So when I walked down a dirt road in the sweltering 100 plus degree South Carolina heat to do some door knocking, I was ready for anything. Anything except an old black woman coming to the door in her day clothes, looking me up and down. Before I could ask any of my smarty pants questions she said, “Who’s kin are you?”

I had no idea what to say. Later on when I told Clem what happened he hit me with a laugh that was a mixture between the mirth of Geoffrey Holder and the soul of Michael Eric Dyson. He told me that in low country politics, people wanted to know that you loved them, cared for them, that you had family and kinship with the community. Everything else flowed from that. He was only 24.

Clem Pinckney and I couldn’t have been further apart in our upbringing, backgrounds or politics. I was hired as his campaign manager in 1997 because the courts had ruled that his district had to be re-drawn from a black majority to 50/50 forcing a special election after he’d been in office less than a year. From my upper class black bourgeois mid-Atlantic perspective I saw Clem’s district as an oppressive racial throwback, as if “Eyes on the Prize” never went to a commercial break.

Clem Pinckney and Jason Johnson in 1997.
Clem Pinckney and Jason Johnson in 1997.

Clem saw strong people, who were managing to survive in the face of active hostility from the state. When some white constituents complained to Clem that I was too “uppity” (because I looked them directly in the eye – yes a quote) I railed against the bigotry, but Clem advised strategies on how to circumvent it.

When I told Clem we needed to raise more money for the campaign he wanted more volunteers instead. The median income in his district was only about $14,000 a year then, and he didn’t want folks living paycheck to paycheck paying him, when it was his job to serve them. It wasn’t about who was right or wrong, we both knew the world we lived in, but while my rage and privilege made me want to fight, Clem’s calming patience in God gave him the confidence that victory was at hand through collective action and a moral drive.

He called me “city boy” (even though I spent my whole life in the suburbs). We spent hours driving around South Carolina in the insane southern heat, talking faith, life, love family and politics. He couldn’t believe it when I stared blankly out the window at a field in full bloom asking, “What’s that, pollen or something?” He laughed, gently correcting me: “Jason, that’s a cotton field.”

I’d never seen cotton growing before. Or live chickens, or people speaking Gullah, or an outhouse, for that matter. There were so many things I saw Clem navigate with ease while continuing to push legislation that would improve the lives of people living at the bottom of South Carolina’s racial and economic pecking order.
------------------------------------------------
REQUIRED TASK
Can you write the next part of the memoir about campaigning with Clem Pinckney, picking up right after its last sentence above?

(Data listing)
------------------------------------------------
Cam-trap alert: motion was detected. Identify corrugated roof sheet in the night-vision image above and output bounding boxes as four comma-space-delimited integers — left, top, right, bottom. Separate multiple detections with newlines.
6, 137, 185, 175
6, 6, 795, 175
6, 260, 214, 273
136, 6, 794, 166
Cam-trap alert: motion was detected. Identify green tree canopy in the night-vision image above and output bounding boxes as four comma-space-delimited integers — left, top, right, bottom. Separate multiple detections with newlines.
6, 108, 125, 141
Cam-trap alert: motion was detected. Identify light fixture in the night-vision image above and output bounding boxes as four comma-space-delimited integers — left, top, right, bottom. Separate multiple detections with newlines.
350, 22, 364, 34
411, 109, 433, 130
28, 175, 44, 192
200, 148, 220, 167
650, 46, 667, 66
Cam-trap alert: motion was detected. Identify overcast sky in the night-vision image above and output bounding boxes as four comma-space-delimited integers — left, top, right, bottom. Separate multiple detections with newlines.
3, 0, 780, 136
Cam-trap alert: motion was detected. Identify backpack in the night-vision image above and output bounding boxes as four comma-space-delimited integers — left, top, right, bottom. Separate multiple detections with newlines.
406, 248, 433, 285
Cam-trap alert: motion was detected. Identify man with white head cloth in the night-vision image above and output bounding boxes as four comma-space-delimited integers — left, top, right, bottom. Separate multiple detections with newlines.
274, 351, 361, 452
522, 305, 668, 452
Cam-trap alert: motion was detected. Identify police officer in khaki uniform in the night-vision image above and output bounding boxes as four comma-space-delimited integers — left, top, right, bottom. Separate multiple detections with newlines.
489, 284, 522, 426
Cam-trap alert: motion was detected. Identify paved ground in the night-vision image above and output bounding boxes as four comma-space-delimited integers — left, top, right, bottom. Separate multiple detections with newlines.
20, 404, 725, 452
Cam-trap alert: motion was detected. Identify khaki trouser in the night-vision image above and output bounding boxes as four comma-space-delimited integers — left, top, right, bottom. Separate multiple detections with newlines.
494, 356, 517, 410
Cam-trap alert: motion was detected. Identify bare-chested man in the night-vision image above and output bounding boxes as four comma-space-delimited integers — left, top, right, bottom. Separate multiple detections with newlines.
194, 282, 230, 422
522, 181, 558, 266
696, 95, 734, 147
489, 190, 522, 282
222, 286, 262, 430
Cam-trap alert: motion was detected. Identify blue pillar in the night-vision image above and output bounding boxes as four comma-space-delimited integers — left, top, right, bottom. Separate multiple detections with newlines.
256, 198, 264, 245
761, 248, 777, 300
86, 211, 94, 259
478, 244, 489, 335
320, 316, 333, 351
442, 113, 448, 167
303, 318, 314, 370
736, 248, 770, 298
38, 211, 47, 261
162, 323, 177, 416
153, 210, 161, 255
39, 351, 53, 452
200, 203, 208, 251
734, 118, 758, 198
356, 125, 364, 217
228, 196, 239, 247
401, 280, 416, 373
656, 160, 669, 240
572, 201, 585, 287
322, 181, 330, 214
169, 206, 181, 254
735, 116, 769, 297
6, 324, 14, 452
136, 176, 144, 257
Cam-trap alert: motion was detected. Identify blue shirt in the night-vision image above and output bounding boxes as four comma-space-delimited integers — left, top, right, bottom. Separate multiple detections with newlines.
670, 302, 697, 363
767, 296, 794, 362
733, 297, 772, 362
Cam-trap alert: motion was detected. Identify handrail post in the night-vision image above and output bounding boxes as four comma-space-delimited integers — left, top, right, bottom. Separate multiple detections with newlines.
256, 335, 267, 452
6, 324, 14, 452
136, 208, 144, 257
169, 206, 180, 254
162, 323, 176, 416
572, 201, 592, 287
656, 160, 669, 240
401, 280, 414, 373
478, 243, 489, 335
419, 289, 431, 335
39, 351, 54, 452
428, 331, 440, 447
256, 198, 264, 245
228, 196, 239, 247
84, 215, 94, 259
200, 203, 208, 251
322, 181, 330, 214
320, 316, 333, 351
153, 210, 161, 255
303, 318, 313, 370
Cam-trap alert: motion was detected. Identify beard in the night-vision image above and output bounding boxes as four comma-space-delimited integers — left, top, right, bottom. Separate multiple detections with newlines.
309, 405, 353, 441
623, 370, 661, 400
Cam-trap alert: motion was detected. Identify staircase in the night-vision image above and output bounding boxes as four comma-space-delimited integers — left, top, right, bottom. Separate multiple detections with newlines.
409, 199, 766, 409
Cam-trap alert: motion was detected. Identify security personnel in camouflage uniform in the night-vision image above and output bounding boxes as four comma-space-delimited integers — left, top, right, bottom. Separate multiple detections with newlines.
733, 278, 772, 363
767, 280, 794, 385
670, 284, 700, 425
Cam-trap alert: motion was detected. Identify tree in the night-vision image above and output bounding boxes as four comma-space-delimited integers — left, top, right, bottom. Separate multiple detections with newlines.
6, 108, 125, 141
------------------------------------------------
REPLY
Over the next few days there will be stories about politics, history, race and both the Reverend and the Senator Clementa Pinckney. However, there will not enough about how the attack on him, and Emanuel African Methodist Episcopal Church isn’t some tragic anomaly. It was a deeply personal and explicitly political attack on black lives and black political power. And any narrative that overlooks Clementa the man, the pastor and the politician is a tool of the same white racism that led to his murder.

I mention all of this first because I am personally pained by Clem’s death but second because I want to make it clear that the shooting at Emanuel was not some random act of violence by a deranged killer. It was a terrorist act, a massacre and an assassination by a white supremacist. Dylan Storm Roof is not crazy, he’s a racist, and a white supremacist and the end goal of white supremacy is the death of black people. White Supremacy and its younger more sanitized brother “Right Wing Politics” are destroying our nation, one neighborhood, one city, one dedicated pastor, one state senator at a time.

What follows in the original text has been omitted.